Problem
Line for line, the listing below is to be transcribed exactly.

Records for the exercise
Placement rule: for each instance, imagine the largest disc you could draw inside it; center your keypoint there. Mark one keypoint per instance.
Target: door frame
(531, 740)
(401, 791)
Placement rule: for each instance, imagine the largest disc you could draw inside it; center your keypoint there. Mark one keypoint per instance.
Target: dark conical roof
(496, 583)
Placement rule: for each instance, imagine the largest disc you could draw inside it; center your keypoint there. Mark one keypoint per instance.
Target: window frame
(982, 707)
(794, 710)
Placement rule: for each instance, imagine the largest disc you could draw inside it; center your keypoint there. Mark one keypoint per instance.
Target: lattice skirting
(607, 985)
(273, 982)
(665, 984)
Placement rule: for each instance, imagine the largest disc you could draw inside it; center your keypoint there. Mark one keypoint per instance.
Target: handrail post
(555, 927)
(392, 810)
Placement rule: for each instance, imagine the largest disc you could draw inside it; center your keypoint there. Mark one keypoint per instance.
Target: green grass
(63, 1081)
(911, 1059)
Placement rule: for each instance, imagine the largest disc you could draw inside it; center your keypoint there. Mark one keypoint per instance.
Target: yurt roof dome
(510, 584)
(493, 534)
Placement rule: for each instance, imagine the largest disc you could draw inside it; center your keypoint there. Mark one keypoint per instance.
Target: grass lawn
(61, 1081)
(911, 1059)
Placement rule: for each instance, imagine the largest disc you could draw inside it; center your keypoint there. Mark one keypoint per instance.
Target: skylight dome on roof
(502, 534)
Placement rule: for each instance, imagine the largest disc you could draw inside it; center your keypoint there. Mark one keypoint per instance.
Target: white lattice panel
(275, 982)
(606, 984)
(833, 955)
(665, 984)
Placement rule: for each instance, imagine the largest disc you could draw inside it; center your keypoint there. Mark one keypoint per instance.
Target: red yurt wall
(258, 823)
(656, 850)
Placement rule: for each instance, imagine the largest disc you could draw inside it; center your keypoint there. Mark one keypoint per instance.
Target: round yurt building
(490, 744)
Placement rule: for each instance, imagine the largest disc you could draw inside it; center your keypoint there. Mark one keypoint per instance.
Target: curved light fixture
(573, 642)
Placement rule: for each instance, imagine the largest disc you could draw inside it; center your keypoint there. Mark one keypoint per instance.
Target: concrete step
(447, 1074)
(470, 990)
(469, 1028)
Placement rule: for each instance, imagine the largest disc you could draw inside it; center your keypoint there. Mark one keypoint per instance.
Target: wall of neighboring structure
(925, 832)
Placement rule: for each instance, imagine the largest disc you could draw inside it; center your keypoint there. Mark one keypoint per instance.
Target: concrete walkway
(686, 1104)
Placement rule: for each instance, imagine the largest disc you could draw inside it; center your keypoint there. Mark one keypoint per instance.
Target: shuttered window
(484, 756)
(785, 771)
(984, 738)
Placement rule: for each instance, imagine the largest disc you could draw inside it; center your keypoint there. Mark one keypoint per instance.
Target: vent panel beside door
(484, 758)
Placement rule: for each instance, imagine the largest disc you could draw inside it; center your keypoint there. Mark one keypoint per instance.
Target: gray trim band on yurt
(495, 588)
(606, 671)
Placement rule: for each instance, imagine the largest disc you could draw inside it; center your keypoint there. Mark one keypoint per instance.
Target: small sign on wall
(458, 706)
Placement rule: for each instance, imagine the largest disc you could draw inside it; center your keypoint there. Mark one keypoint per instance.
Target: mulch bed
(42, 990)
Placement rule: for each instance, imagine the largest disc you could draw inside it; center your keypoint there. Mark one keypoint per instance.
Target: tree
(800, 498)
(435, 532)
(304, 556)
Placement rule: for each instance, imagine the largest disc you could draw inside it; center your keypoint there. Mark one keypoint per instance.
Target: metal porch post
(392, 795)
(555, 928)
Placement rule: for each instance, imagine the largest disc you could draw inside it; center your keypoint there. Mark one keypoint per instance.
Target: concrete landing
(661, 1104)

Result of the task
Placement rule: for each instance, imagine the largest disc you could draw inside it; center your keypoint there. Mark one keypoint per instance.
Target: door frame
(531, 740)
(401, 791)
Placement rule: for each instance, imagine the largest disc you could draw inside it; center your keypoint there. Mark one keypoint per instance.
Target: dark conical roof
(496, 583)
Placement rule: for each instance, imagine the largest disc you could draw inside it; center your keypoint there. Mark one keypoint per instance.
Target: window frame
(982, 707)
(794, 710)
Placement rule: for each instance, imagine the largest disc you could draw inside it; center your keypoint there. Mark one keypoint per instance.
Target: lattice skirting
(607, 985)
(273, 982)
(665, 984)
Placement rule: for each instance, imagine the largest disc you could draw inside it; center your keypoint there. Mark one keypoint per instance.
Target: handrail post
(555, 927)
(392, 810)
Placement rule: for each instance, imagine the largest disc you could draw inside it; center your keypoint there. Mark one keypoint per instance.
Target: green grass
(63, 1081)
(911, 1059)
Placement rule: for each instance, imagine the largest disc you could draw inside it; center your keypoint there. Mark one keypoint per instance.
Target: yurt roof dome
(510, 584)
(493, 534)
Placement rule: for each instance, imagine the largest disc you could draw inside it; center your keypoint there. Mark one keypoint per instance.
Target: grass lawn
(61, 1081)
(911, 1059)
Placement rule: for each instance, imagine the largest disc you could draw inside it; center your keypoint there. Mark one keypoint per instance.
Target: skylight dome on roof
(502, 534)
Placement rule: for each instance, imagine the largest disc you could draw inside it; center your keypoint there. Mark one keypoint per instance.
Target: white lattice panel
(275, 982)
(606, 984)
(833, 955)
(665, 984)
Placement rule: for each instance, imagine the largest disc you could draw inside it; center your keypoint there. Mark one keypoint per instance.
Target: red yurt wall
(258, 823)
(656, 850)
Placement rule: for each instance, imagine the largest disc you could draw inside it; center your keypoint there. Mark one keypoint per instance.
Target: round yurt building
(490, 744)
Placement rule: for each instance, imagine the largest disc you could draw inside it; center your keypoint there. Mark one keypoint per instance.
Target: curved light fixture
(573, 642)
Placement rule: for each instance, imagine the largest disc you could draw inside it; center your keypoint there. Mark one keypoint per instance.
Target: concrete step
(447, 1074)
(470, 990)
(469, 1028)
Placement rule: for each instance, imagine the largest disc you could draw inside it; center your keypoint there. Mark one keypoint per instance.
Target: wall of neighboring structure
(925, 832)
Placement rule: for each instance, imagine the largest disc you could draw inside it; center your keypoint there. Mark one keypoint per instance.
Target: concrete walkway
(686, 1104)
Placement rule: for each instance, imagine the largest disc you could draw inside it; center your keypoint there. Mark one keypoint per instance.
Target: shuttered window
(484, 756)
(785, 771)
(984, 738)
Placement rule: for each instance, imagine the largest disc you could draw inside it; center your keypoint there. Mark one keypoint per instance.
Target: vent panel beside door
(484, 758)
Placement rule: for each instance, imagine the largest disc you could draw inside it; center your keypoint there. Mark one keypoint per instance.
Target: gray trim band on yurt
(495, 588)
(606, 671)
Placement rule: for each instance, imagine the largest disc you could draw inside it; center your keypoint there. Mark one keypoint per instance.
Target: small sign on wall
(458, 706)
Placement rule: for each instance, imagine the largest disc you could draw inside it; center your keypoint there. Mark one keypoint per instance.
Target: mulch bed
(42, 990)
Placement rule: for each instance, imagine the largest disc you could draw inside it; center your keypoint there. Mark one keypoint per instance.
Target: tree
(800, 498)
(435, 532)
(304, 556)
Placement rule: for each instance, imagine the largest disc you could draw inside it; center your keypoint there. Mark one keypoint per instance.
Target: metal porch post
(392, 795)
(555, 928)
Placement rule: for each instance, imagine the largest disc you could draw inside it; center your keypoint there. Mark one keypoint per instance.
Target: concrete landing
(661, 1104)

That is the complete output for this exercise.